------ Extracted material

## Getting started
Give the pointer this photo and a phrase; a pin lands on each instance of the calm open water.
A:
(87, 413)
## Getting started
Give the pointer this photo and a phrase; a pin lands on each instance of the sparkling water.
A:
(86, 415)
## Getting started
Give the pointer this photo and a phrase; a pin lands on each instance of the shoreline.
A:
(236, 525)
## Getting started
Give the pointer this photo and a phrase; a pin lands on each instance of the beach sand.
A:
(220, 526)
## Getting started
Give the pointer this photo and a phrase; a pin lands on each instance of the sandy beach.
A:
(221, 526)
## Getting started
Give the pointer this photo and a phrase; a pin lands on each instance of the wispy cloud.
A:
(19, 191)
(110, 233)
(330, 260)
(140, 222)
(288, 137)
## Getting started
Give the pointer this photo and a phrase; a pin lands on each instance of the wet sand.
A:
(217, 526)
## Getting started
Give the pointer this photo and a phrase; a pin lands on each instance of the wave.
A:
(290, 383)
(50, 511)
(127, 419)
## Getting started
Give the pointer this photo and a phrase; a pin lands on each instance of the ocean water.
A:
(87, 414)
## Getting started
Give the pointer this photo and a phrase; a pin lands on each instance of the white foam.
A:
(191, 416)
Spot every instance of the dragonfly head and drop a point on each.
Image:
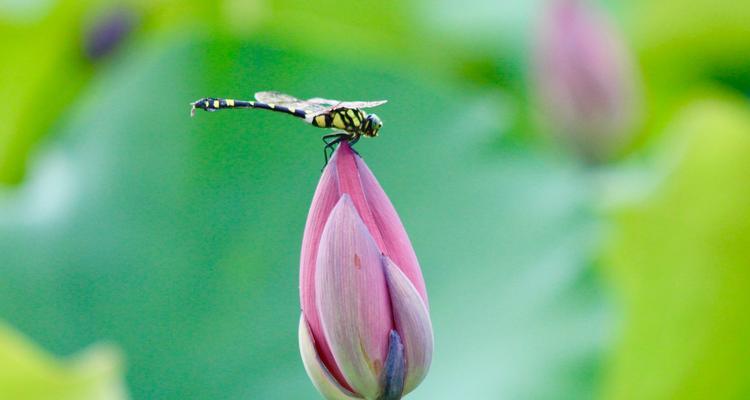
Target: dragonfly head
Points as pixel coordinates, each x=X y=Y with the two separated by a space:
x=372 y=125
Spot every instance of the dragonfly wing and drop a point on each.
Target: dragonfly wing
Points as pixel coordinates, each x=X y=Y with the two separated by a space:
x=282 y=99
x=359 y=104
x=276 y=98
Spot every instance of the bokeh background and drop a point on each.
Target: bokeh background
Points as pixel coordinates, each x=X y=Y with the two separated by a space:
x=575 y=182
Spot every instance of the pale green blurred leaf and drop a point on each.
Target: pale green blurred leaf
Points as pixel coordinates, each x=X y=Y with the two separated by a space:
x=680 y=263
x=28 y=373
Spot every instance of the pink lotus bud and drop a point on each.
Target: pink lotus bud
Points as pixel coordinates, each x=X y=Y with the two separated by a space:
x=365 y=329
x=585 y=78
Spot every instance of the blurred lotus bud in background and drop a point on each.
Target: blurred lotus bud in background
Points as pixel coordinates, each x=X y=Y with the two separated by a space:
x=585 y=79
x=107 y=32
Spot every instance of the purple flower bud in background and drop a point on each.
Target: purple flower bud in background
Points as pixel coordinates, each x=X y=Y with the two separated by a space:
x=365 y=329
x=107 y=32
x=585 y=79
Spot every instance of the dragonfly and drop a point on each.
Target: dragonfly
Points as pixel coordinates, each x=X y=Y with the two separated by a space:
x=348 y=118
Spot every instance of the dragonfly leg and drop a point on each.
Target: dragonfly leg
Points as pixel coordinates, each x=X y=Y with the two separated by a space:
x=337 y=138
x=354 y=141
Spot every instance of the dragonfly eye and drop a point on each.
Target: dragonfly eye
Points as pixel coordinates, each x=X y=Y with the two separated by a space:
x=373 y=125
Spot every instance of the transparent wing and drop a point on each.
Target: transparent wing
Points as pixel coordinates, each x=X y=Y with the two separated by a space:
x=276 y=98
x=334 y=104
x=359 y=104
x=286 y=100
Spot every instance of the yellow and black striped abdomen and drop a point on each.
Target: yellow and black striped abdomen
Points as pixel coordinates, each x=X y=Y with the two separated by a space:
x=341 y=118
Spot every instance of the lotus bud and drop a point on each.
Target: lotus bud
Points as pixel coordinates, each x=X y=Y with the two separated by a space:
x=585 y=79
x=365 y=329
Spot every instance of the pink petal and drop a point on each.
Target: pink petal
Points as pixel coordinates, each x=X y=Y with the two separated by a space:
x=396 y=244
x=326 y=197
x=413 y=324
x=347 y=173
x=352 y=298
x=316 y=370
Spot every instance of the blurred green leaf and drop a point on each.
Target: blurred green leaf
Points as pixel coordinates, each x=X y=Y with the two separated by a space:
x=179 y=238
x=28 y=373
x=679 y=261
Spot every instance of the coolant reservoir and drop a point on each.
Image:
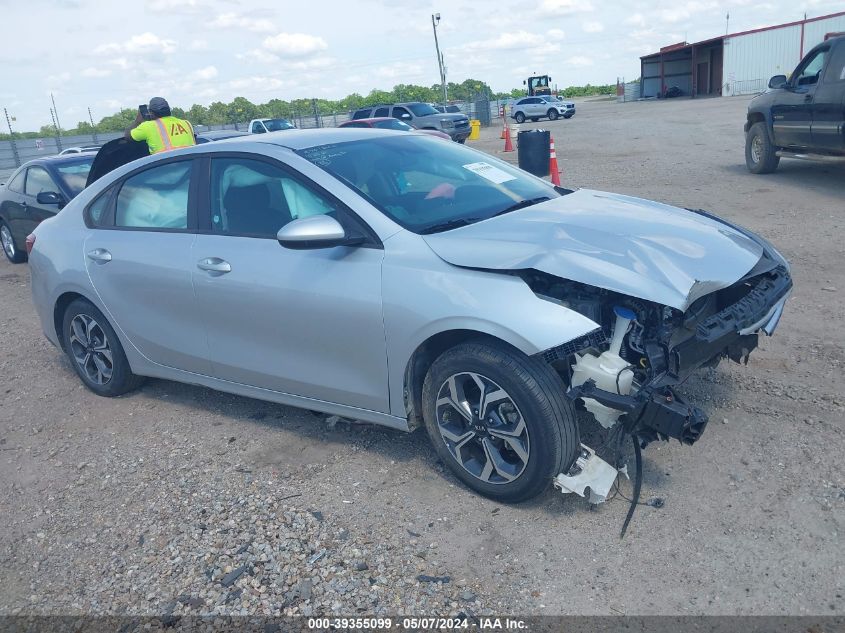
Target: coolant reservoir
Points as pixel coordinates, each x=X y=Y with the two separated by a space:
x=609 y=370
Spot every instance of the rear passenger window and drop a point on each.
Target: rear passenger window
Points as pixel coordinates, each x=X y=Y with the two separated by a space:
x=255 y=199
x=156 y=198
x=97 y=209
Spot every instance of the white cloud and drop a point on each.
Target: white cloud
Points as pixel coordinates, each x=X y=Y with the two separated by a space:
x=579 y=61
x=182 y=6
x=511 y=41
x=95 y=72
x=234 y=20
x=260 y=56
x=637 y=19
x=138 y=44
x=295 y=44
x=564 y=7
x=209 y=72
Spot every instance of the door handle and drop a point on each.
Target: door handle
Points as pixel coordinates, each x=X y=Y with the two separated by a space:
x=214 y=265
x=100 y=255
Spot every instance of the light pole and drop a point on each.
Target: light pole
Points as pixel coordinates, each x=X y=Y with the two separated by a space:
x=435 y=20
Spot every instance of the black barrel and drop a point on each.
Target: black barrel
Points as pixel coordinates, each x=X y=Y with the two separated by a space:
x=534 y=151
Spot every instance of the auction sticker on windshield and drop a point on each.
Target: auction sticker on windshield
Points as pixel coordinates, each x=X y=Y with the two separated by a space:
x=493 y=174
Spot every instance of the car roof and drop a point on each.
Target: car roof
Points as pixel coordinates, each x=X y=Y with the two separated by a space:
x=67 y=159
x=222 y=133
x=295 y=140
x=374 y=119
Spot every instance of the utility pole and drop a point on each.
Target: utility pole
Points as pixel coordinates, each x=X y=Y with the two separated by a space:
x=93 y=128
x=435 y=20
x=12 y=139
x=56 y=122
x=56 y=127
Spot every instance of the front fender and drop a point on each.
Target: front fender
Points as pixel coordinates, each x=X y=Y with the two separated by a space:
x=424 y=296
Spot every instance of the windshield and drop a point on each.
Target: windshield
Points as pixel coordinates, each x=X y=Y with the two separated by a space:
x=274 y=125
x=421 y=109
x=393 y=124
x=75 y=175
x=426 y=185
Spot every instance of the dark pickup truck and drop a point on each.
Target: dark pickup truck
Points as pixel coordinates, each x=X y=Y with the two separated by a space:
x=803 y=116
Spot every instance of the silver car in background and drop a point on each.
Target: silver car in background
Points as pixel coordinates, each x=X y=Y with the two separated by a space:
x=393 y=278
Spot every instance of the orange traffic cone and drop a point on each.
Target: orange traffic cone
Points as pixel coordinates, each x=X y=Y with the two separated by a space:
x=553 y=163
x=508 y=144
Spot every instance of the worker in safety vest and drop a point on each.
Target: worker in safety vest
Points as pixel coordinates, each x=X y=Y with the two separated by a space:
x=161 y=130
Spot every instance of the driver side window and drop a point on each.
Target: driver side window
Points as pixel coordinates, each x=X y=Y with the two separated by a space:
x=809 y=75
x=255 y=199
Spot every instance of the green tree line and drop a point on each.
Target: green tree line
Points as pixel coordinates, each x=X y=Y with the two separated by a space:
x=242 y=110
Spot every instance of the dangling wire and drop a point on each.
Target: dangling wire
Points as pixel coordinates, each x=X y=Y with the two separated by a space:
x=638 y=483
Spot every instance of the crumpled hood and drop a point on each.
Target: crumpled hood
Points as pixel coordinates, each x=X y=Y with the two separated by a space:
x=628 y=245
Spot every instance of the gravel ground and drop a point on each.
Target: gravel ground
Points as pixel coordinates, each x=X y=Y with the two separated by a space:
x=176 y=499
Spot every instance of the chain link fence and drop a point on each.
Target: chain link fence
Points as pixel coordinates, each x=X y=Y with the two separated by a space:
x=14 y=153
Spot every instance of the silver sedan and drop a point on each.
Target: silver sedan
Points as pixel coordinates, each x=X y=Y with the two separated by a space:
x=393 y=278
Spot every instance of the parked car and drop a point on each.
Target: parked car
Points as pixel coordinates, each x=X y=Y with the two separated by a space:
x=389 y=123
x=568 y=105
x=35 y=192
x=800 y=117
x=403 y=281
x=78 y=150
x=422 y=116
x=262 y=126
x=536 y=108
x=218 y=135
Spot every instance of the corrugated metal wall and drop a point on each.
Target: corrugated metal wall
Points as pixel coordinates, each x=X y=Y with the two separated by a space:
x=756 y=56
x=750 y=60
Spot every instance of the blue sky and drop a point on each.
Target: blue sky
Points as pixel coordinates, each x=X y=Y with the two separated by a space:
x=108 y=55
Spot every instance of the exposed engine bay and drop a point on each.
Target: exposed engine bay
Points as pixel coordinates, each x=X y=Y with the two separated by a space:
x=625 y=369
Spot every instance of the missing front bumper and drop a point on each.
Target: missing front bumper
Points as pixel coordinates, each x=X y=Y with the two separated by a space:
x=652 y=414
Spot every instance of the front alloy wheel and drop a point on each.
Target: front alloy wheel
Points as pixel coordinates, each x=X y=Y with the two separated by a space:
x=12 y=253
x=498 y=419
x=482 y=428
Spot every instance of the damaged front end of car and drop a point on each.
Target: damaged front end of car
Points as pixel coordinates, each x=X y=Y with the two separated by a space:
x=624 y=371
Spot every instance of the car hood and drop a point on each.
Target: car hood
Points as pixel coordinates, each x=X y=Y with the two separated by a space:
x=628 y=245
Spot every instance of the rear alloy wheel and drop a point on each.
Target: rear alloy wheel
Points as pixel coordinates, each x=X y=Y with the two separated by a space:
x=95 y=351
x=9 y=248
x=499 y=420
x=760 y=154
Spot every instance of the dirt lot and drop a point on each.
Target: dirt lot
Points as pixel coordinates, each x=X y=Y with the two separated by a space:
x=152 y=502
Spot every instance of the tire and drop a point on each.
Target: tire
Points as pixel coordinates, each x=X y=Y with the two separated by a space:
x=531 y=411
x=760 y=156
x=88 y=341
x=11 y=250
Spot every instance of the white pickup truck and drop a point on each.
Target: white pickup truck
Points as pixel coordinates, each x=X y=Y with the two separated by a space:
x=260 y=126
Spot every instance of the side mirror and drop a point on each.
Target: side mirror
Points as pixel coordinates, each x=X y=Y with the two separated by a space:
x=50 y=197
x=778 y=81
x=316 y=231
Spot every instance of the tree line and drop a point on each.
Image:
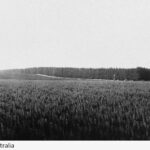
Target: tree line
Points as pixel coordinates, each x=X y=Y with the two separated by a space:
x=135 y=74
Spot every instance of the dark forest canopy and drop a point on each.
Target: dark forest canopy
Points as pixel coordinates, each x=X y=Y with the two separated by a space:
x=135 y=74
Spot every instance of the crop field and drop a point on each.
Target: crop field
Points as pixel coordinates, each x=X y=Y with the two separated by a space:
x=74 y=110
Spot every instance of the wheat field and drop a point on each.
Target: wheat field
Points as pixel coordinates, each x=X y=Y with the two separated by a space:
x=74 y=110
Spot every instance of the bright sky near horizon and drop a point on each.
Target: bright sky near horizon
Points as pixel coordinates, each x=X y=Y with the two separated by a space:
x=74 y=33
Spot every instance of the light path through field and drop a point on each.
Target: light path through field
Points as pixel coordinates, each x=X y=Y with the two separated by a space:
x=43 y=75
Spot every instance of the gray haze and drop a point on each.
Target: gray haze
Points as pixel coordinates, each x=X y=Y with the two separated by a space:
x=74 y=33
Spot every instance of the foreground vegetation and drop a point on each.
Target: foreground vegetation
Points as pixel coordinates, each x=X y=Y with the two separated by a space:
x=74 y=110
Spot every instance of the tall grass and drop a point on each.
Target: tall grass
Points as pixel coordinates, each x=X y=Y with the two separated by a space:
x=74 y=110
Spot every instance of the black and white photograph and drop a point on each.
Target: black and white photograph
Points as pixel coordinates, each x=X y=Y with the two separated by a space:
x=74 y=70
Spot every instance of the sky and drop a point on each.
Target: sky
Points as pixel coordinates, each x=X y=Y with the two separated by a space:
x=74 y=33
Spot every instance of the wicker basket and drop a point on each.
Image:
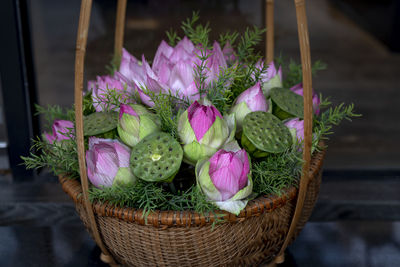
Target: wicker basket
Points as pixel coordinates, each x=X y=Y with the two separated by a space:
x=260 y=233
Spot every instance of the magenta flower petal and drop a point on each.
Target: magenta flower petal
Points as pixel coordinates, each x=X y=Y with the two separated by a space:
x=181 y=78
x=225 y=182
x=50 y=138
x=229 y=172
x=201 y=118
x=246 y=168
x=104 y=158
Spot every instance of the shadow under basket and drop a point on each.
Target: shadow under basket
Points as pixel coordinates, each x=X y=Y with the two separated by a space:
x=186 y=238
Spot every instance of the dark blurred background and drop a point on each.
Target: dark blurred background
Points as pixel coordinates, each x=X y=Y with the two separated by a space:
x=357 y=219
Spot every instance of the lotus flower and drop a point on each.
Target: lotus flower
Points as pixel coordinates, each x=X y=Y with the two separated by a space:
x=250 y=100
x=202 y=131
x=225 y=179
x=103 y=86
x=229 y=53
x=172 y=70
x=108 y=163
x=135 y=123
x=298 y=89
x=271 y=78
x=296 y=127
x=62 y=130
x=139 y=75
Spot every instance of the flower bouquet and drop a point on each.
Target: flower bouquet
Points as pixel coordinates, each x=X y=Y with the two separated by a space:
x=206 y=135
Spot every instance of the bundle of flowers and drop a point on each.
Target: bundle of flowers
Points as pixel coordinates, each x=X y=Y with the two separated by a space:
x=204 y=126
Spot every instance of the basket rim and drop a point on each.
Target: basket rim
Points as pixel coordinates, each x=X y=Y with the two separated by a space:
x=188 y=218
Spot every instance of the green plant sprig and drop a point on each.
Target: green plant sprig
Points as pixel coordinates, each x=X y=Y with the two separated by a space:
x=247 y=43
x=151 y=197
x=168 y=108
x=60 y=157
x=111 y=99
x=228 y=37
x=54 y=112
x=331 y=117
x=172 y=36
x=277 y=172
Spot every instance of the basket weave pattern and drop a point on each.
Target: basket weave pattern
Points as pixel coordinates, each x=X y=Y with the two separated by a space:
x=187 y=238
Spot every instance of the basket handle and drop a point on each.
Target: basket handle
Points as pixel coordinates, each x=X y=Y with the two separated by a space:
x=81 y=42
x=307 y=93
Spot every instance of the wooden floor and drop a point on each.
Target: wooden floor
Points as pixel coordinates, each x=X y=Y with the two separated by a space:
x=356 y=221
x=360 y=68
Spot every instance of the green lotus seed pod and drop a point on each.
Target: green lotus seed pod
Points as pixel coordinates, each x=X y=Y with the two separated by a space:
x=99 y=123
x=156 y=158
x=266 y=133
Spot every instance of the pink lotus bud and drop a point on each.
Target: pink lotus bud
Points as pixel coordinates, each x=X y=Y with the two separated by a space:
x=225 y=179
x=202 y=130
x=181 y=81
x=108 y=163
x=135 y=123
x=250 y=100
x=229 y=171
x=215 y=63
x=62 y=130
x=298 y=89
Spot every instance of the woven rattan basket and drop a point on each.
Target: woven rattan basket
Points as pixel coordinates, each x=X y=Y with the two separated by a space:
x=259 y=234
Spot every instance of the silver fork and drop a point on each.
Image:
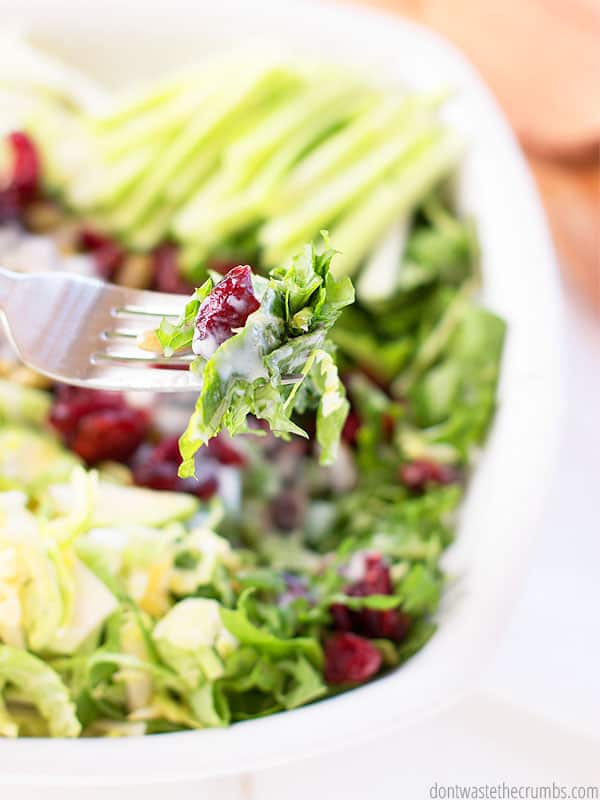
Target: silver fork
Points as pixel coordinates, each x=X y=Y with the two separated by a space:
x=84 y=332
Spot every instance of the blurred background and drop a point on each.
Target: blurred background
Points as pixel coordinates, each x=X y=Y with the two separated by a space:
x=535 y=715
x=541 y=58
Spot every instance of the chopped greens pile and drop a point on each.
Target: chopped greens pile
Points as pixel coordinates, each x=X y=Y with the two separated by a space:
x=284 y=336
x=248 y=156
x=302 y=557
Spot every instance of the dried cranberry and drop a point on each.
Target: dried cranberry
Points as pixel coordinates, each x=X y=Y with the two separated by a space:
x=391 y=623
x=351 y=428
x=227 y=307
x=26 y=166
x=106 y=253
x=157 y=475
x=222 y=265
x=159 y=471
x=167 y=450
x=9 y=205
x=388 y=425
x=225 y=453
x=416 y=475
x=73 y=403
x=376 y=579
x=167 y=275
x=288 y=509
x=350 y=659
x=98 y=426
x=20 y=185
x=205 y=488
x=342 y=619
x=111 y=434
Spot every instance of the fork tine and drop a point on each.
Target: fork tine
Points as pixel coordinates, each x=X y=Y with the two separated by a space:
x=121 y=377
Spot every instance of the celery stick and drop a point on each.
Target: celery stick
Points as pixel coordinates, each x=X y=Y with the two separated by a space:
x=343 y=147
x=100 y=186
x=221 y=110
x=360 y=230
x=246 y=155
x=378 y=280
x=156 y=123
x=304 y=221
x=211 y=220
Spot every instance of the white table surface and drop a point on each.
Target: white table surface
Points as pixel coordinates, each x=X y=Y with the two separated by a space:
x=535 y=717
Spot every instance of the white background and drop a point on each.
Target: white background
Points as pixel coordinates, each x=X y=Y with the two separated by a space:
x=534 y=717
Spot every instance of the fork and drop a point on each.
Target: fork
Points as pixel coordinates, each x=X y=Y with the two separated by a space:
x=84 y=332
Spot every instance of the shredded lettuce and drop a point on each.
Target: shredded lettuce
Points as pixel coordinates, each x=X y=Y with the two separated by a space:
x=299 y=304
x=42 y=687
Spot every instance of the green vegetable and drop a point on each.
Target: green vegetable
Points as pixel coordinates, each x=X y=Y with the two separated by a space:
x=299 y=303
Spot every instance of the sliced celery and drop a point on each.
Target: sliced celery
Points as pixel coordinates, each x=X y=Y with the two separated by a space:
x=360 y=230
x=220 y=111
x=303 y=222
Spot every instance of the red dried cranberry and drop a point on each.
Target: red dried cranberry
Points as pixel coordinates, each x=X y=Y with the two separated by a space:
x=9 y=205
x=342 y=621
x=205 y=488
x=106 y=253
x=222 y=265
x=157 y=475
x=111 y=434
x=351 y=428
x=416 y=475
x=227 y=307
x=376 y=580
x=350 y=659
x=376 y=624
x=98 y=426
x=73 y=403
x=393 y=623
x=167 y=275
x=167 y=450
x=288 y=509
x=26 y=166
x=159 y=471
x=20 y=185
x=388 y=424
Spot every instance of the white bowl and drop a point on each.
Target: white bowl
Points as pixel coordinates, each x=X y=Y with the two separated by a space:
x=121 y=41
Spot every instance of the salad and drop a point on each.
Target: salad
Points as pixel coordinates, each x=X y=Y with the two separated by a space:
x=285 y=546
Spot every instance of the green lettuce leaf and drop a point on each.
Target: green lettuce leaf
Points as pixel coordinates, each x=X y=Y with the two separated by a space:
x=285 y=336
x=42 y=687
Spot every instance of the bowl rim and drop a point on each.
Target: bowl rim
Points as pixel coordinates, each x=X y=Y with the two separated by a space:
x=366 y=711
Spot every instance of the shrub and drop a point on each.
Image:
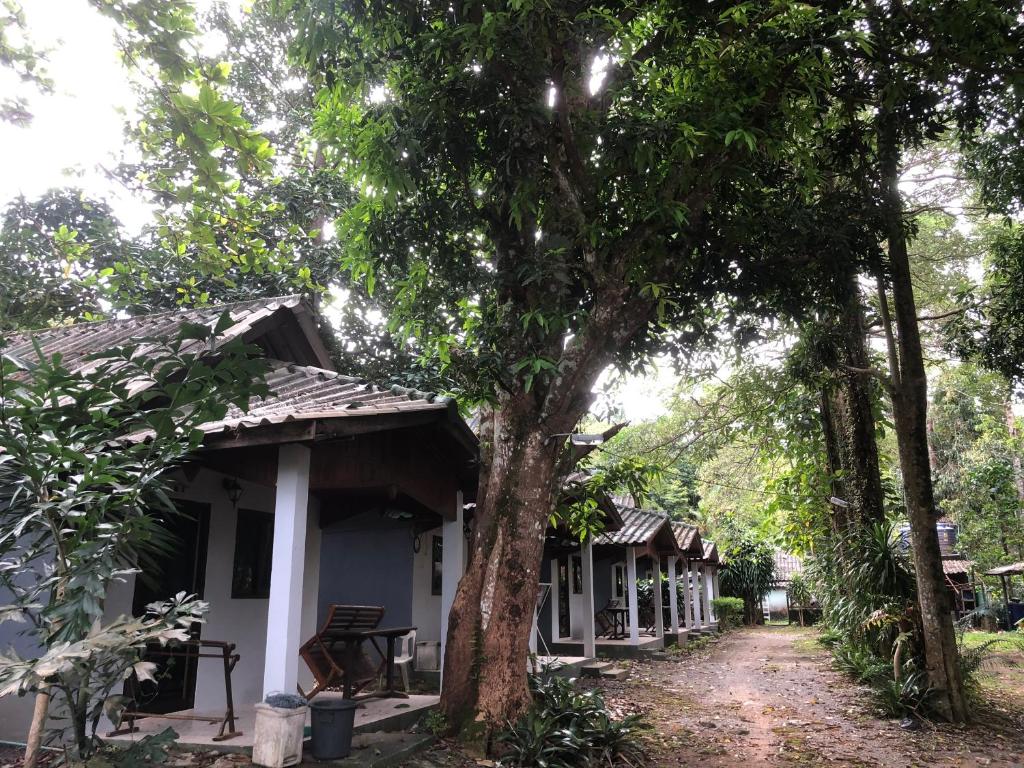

------------

**Work to complete**
Arrange the entries from the line containing "Spot every instance of the auction" down to the line containing "x=426 y=185", both included, as a two-column CSV with the header instruction,points. Each entry gets one row: its text goes in the instruction field and its answer in the points field, each field quoted, with every line break replaced by a space.

**Output of the exercise**
instruction,points
"Spot every instance of the auction sticker on windshield and drop a point on each. Target: auction sticker on windshield Points as pixel coordinates, each x=X y=Y with the two separated by a space:","x=493 y=174"
"Spot every instance of the car roof and drop a point on each. Target: car roof Points as pixel coordinates, each x=X y=Y with the two separated by a space:","x=67 y=159 x=222 y=133 x=295 y=140 x=374 y=119"
"Spot every instance of the utility pole and drop a point on each. Target: utility pole Points as pixel coordinates, each x=X y=Y with the two separated by a space:","x=93 y=128 x=435 y=20 x=12 y=139 x=56 y=122 x=56 y=127"
"Spot every instance of the front fender and drop a point on each. Target: front fender Points as pixel coordinates, each x=X y=Y with the two separated by a space:","x=424 y=296"
"Spot every instance of the windshield and drop a point on each. Target: windshield Points as pixel coordinates, each x=X y=Y with the two separated by a space:","x=274 y=125 x=421 y=109 x=393 y=124 x=75 y=175 x=426 y=185"